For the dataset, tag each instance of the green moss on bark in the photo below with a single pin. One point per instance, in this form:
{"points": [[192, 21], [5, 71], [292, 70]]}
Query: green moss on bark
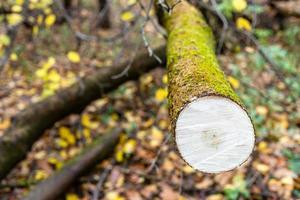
{"points": [[193, 69]]}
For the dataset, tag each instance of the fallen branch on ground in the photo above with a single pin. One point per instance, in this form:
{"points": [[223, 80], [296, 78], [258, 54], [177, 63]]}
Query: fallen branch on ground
{"points": [[289, 8], [31, 123], [61, 180]]}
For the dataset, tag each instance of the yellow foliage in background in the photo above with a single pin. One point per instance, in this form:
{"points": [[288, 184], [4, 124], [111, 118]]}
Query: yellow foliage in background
{"points": [[73, 56], [239, 5], [243, 23]]}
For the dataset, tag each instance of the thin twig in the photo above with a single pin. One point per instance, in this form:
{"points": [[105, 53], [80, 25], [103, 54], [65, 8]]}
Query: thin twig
{"points": [[153, 163], [12, 33], [103, 177], [224, 27], [144, 37]]}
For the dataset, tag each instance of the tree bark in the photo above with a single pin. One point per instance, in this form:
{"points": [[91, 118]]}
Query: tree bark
{"points": [[61, 180], [288, 8], [104, 14], [30, 124], [204, 110]]}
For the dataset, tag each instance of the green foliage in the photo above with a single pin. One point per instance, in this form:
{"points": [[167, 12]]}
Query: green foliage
{"points": [[293, 160], [254, 8], [263, 34], [226, 8], [291, 34], [237, 189]]}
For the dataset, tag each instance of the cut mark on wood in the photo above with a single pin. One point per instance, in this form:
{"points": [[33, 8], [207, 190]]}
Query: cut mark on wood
{"points": [[214, 134]]}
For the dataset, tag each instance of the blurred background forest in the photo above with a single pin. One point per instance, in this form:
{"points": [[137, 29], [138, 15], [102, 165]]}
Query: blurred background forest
{"points": [[47, 45]]}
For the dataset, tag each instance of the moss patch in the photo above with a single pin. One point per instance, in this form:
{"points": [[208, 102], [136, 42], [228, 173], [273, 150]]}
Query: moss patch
{"points": [[193, 69]]}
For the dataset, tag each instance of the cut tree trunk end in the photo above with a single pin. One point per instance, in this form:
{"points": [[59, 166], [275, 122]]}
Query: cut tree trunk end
{"points": [[212, 130]]}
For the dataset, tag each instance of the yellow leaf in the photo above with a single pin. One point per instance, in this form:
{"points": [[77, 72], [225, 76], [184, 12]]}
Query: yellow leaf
{"points": [[263, 147], [243, 23], [188, 169], [215, 197], [161, 94], [113, 196], [35, 30], [41, 73], [86, 121], [50, 20], [129, 146], [72, 196], [14, 19], [19, 2], [52, 86], [53, 76], [119, 156], [4, 40], [127, 16], [287, 180], [40, 19], [61, 143], [40, 155], [156, 137], [16, 8], [234, 82], [239, 5], [13, 57], [55, 162], [262, 110], [40, 175], [262, 168], [131, 2], [4, 124], [165, 79], [66, 134], [73, 56], [50, 62], [87, 133]]}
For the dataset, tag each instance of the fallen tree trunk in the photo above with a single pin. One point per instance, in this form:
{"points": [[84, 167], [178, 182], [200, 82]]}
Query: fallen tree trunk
{"points": [[30, 124], [212, 130], [60, 181]]}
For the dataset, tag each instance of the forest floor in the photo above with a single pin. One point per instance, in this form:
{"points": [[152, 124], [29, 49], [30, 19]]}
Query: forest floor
{"points": [[145, 164]]}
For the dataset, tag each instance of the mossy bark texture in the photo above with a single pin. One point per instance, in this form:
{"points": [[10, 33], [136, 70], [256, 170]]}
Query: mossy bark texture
{"points": [[193, 69]]}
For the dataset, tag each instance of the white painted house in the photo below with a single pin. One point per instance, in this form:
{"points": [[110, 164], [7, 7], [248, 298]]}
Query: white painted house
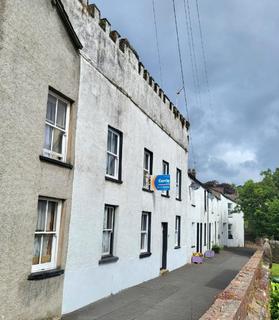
{"points": [[215, 218], [122, 232]]}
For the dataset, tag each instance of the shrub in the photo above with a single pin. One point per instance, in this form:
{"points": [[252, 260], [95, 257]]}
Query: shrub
{"points": [[274, 301], [216, 248]]}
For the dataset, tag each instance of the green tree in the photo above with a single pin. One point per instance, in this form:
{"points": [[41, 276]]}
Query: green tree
{"points": [[260, 204]]}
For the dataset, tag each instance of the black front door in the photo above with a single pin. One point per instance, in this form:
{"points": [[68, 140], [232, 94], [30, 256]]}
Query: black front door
{"points": [[164, 245]]}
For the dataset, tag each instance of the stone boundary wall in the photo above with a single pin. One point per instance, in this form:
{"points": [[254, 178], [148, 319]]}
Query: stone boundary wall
{"points": [[237, 300], [275, 250]]}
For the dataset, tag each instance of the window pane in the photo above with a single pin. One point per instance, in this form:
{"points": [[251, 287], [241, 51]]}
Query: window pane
{"points": [[146, 161], [110, 218], [105, 218], [51, 216], [37, 248], [61, 114], [109, 142], [51, 107], [143, 241], [106, 242], [41, 216], [144, 222], [48, 137], [111, 163], [57, 141], [114, 143], [47, 249]]}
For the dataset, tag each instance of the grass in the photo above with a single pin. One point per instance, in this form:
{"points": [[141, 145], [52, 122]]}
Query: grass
{"points": [[275, 270]]}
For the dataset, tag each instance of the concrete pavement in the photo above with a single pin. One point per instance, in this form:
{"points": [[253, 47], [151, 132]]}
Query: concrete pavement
{"points": [[184, 294]]}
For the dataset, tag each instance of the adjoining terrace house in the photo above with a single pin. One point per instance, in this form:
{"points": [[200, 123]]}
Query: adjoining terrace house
{"points": [[122, 231], [39, 68], [216, 219]]}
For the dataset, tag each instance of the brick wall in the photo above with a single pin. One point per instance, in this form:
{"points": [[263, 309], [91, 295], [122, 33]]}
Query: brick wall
{"points": [[245, 296]]}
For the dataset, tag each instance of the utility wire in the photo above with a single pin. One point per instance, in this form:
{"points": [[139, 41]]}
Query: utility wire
{"points": [[157, 42], [189, 26], [182, 74], [194, 75], [203, 51]]}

* WHAT NEEDS TO BE DONE *
Write out all the entries exactly, except for the pictures.

* SOLUTION *
For the dataset, tag each instance of the green moss on bark in the photo below with a single pin. One point per instance, in this form:
{"points": [[192, 21], [5, 71], [292, 70]]}
Query: green moss on bark
{"points": [[193, 69]]}
For the dataset, tag each instance of the fallen branch on ground in the photo above with a single pin. One point per instance, in this form:
{"points": [[223, 80], [296, 78], [258, 54], [177, 63]]}
Query: fallen branch on ground
{"points": [[289, 8], [31, 123], [61, 180]]}
For the dataset, tag each instance of the yellow foliage in background in the photo above with a single pin. One point per instance, in this form:
{"points": [[288, 184], [4, 124], [111, 118]]}
Query: yellow foliage in background
{"points": [[73, 56], [239, 5], [243, 23]]}
For the dataset, tag each instance of the thin twig in the photo above with a single pin. One point per instance, in this form:
{"points": [[105, 53], [80, 25], [103, 54], [65, 8]]}
Query: thin twig
{"points": [[153, 163], [12, 33], [103, 177], [224, 27], [144, 37]]}
For the dataset, tag each instance of the tree bark in the photo above with a single pin. One point per instance, in this form:
{"points": [[91, 118]]}
Query: tree bark
{"points": [[61, 180], [288, 8], [104, 14], [30, 124], [204, 110]]}
For the dataset, tag each instance of the green foliage in the photo above with a single pin. One point per instance, in this form:
{"points": [[167, 12]]}
Query: green foliage
{"points": [[293, 160], [254, 8], [263, 34], [226, 8], [291, 34], [237, 189]]}
For the dataset, tag each instance of the cut mark on wood in the photo above with a single pin. One point per instance, in this form:
{"points": [[33, 8], [207, 190]]}
Query: cut mark on wood
{"points": [[214, 134]]}
For the dataset, tag each instance of the blurred background forest in the photo above with a single pin. One point per instance, in this form:
{"points": [[137, 29], [138, 15], [102, 165]]}
Query: blurred background forest
{"points": [[47, 45]]}
For the dataset, tag each instance of the moss patch in the photo above with a single pin. One point per instance, in this form:
{"points": [[208, 102], [136, 42], [228, 173], [273, 150]]}
Query: moss patch
{"points": [[193, 69]]}
For the dataset, tag each instance of the cut tree trunk end in the photo above with a single pin. One point per instance, in this form:
{"points": [[59, 166], [275, 122]]}
Query: cut tree trunk end
{"points": [[212, 130]]}
For the dataset, tag each instance of the yellow leaf in the photo above with a single pin. One point per instance, in this form:
{"points": [[77, 72], [225, 76], [184, 12]]}
Query: yellow leaf
{"points": [[263, 147], [243, 23], [188, 169], [215, 197], [161, 94], [113, 196], [35, 30], [41, 73], [86, 121], [50, 20], [129, 146], [72, 196], [14, 19], [19, 2], [52, 86], [53, 76], [119, 156], [4, 40], [127, 16], [287, 180], [40, 19], [61, 143], [40, 155], [156, 137], [16, 8], [234, 82], [239, 5], [13, 57], [55, 162], [262, 110], [40, 175], [262, 168], [131, 2], [4, 124], [165, 79], [66, 134], [73, 56], [50, 62], [87, 133]]}
For the dataset, tag each instance of the fallen tree trunk in the photo above with a single pin. One point per instance, in this form:
{"points": [[84, 167], [178, 182], [200, 82]]}
Query: fallen tree trunk
{"points": [[30, 124], [212, 130], [60, 181]]}
For the dataset, tag each instance of the forest floor in the photo above with a single pin. One point per instance, in this form:
{"points": [[152, 124], [29, 49], [30, 19]]}
Query: forest floor
{"points": [[145, 164]]}
For the dataset, tag each instance of the mossy bark texture in the photo above with a single pin. One point per instance, in this form:
{"points": [[10, 33], [136, 70], [256, 170]]}
Query: mossy bark texture
{"points": [[193, 69]]}
For the dataset, tag each instance of the white painted house in the photo below with a single pin. One point per instance, in this form:
{"points": [[110, 164], [7, 7], [248, 298]]}
Query: white painted house
{"points": [[215, 218], [122, 232]]}
For the dataset, tag each instance of the shrub in the photo above with a single pin. One point per instance, in this form:
{"points": [[252, 260], [95, 257]]}
Query: shrub
{"points": [[274, 301], [216, 248]]}
For the dataset, tag each instance of the green tree in the photo above with a single pin. One point per instance, in this form:
{"points": [[41, 276]]}
Query: green tree
{"points": [[260, 204]]}
For the dataset, tag each instance of the black front door in the photo above with a single pin. One point per instance, in this form:
{"points": [[68, 140], [232, 94], [30, 256]]}
Query: black front door
{"points": [[164, 245]]}
For the dataset, tag each instance of the stone boundary wall in the photo above with a single pin. One point per instance, in this form:
{"points": [[254, 178], [148, 319]]}
Query: stone boundary wall
{"points": [[237, 300], [275, 250]]}
For the dataset, tag each instance of the window pane in the photo above with a single pin. One point per instance, in this form:
{"points": [[251, 287], [241, 51]]}
Query: window pane
{"points": [[146, 161], [110, 218], [105, 218], [51, 216], [37, 248], [61, 114], [109, 142], [51, 107], [143, 241], [106, 242], [41, 216], [144, 222], [48, 137], [111, 163], [57, 141], [114, 143], [47, 249]]}
For the dataset, tag each instance of the grass in the photo above with a single pin. One point per instance, in this form:
{"points": [[141, 145], [52, 122]]}
Query: grass
{"points": [[275, 270]]}
For the dataset, tag each instance of the concrete pavement in the photo above with a single pin. One point per instance, in this form:
{"points": [[253, 47], [151, 132]]}
Query: concrete pavement
{"points": [[184, 294]]}
For the dataset, tag each instance of the adjoining terrace house in the photo above with a single pin. One point per instance, in this form:
{"points": [[200, 123]]}
Query: adjoining terrace house
{"points": [[122, 231], [39, 68], [216, 219]]}
For the dataset, tag each instance of the brick wall in the photo above with a single pin. One point per instance, in this form:
{"points": [[263, 309], [91, 295], [122, 33]]}
Query: brick wall
{"points": [[245, 296]]}
For the dataset, tag each instance of the utility wire in the photo above with a single pin. One point per instance, in this form:
{"points": [[139, 41]]}
Query: utility wire
{"points": [[157, 42], [189, 26], [182, 74], [194, 75], [203, 51]]}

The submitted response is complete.